(PROBLEMS AND TASKS):
• A. According to the Last Lecture excerpt on the ETC, who did the program report to directly?
• B. Repeat everything in the Last Lecture excerpt on the ETC from "Randy Pausch's Last" down to "in a second.".
• C. Proceed with the Last Lecture excerpt on the ETC from where it stops.

Friday, May 9, 2008

Randy Pausch's Last Lecture Part-8

It was a great teamwork. I think it was a great yin and a yang, but it was more like YIN and yang. And he deserves that credit and I give it to him because the ETC is a wonderful place. And he's now running it and he's taking it global. We'll talk about that in a second.

Describing the ETC is really hard, and I finally found a metaphor. Telling people about the ETC is like describing Cirque du Soleil if they've never seen it. Sooner or later you're going to make the mistake. You're going to say, well it's like a circus. And then you're dragged into this conversation about oh, how many tigers, how many lions, how many trapeze acts? And that misses the whole point. So when we say we're a master's degree, we're really not like any master's degree you've ever seen.

Here's the curriculum [Shows slide of ETC curriculum, listing "Project Course" as the only course each semester; audience laughs] The curriculum ended up looking like this. [shows slightly more detailed slide]. All I want to do is visually communicate to you that you do five projects in Building Virtual Worlds, then you do three more. All of your time is spent in small teams making stuff. None of that book learning thing. Don and I had no patience for the book learning thing. It's a master's degree. They already spent four years doing book learning. By now they should have read all the books.

The keys to success were that Carnegie Mellon gave us the reins. Completely gave us the reins. We had no deans to report to. We reported directly to the provost, which is great because the provost is way too busy to watch you carefully. [laughter] We were given explicit license to break the mold.

It was all project based. It was intense, it was fun, and we took field trips! Every spring semester in January, we took all 50 students in the first year class and we'd take them out to Pixar, Industrial Light and Magic, and of course when you've got guys like Tommy there acting as host, right, it's pretty easy to get entrée to these places. So we did things very, very differently. The kind of projects students would do, we did a lot of what we'd call edutainment.

(Natural-language object grounding data)
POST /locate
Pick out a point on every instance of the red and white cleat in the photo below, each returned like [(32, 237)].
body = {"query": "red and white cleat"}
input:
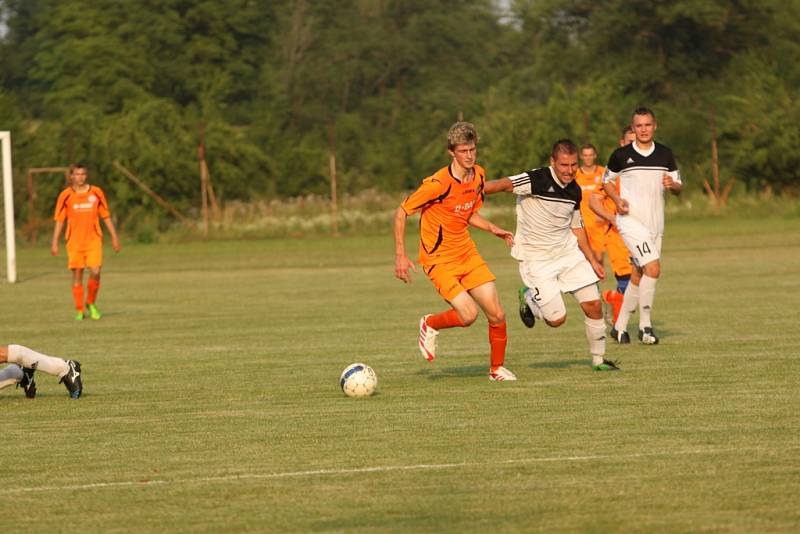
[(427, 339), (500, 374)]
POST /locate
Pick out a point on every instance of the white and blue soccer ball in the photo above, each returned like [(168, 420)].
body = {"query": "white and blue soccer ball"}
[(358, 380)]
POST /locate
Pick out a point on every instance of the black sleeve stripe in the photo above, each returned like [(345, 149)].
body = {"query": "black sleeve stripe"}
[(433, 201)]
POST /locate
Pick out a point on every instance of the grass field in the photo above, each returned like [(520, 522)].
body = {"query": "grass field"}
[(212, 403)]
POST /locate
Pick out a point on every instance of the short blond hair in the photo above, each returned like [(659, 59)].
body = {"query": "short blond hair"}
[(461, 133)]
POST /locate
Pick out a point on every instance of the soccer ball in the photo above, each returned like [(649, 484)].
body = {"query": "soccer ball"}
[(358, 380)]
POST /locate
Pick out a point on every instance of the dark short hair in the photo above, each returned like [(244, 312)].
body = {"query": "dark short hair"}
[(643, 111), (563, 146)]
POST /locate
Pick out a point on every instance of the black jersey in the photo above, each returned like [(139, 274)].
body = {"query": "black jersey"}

(TASK-BY-TASK ANSWERS):
• A. The provost.

• B.
Randy Pausch's Last Lecture Part-8

It was a great teamwork. I think it was a great yin and a yang, but it was more like YIN and yang. And he deserves that credit and I give it to him because the ETC is a wonderful place. And he's now running it and he's taking it global. We'll talk about that in a second.

• C.
We developed a bunch of things with the Fire Department of New York, a network simulator for training firefighters, using video game-ish type technology to teach people useful things. That's not bad. Companies did this strange thing. They put in writing, we promise to hire your students. I've got the EA and Activision ones here. I think there are now, how many, five? Drew knows I bet.

[Drew Davison, head of ETC-Pittsburgh, gestures with five fingers]. So there are five written agreements. I don't know of any other school that has this kind of written agreement with any company. And so that's a real statement. And these are multiple year things, so they're agreeing to hire people for summer internships that we have not admitted yet. That's a pretty strong statement about the quality of the program.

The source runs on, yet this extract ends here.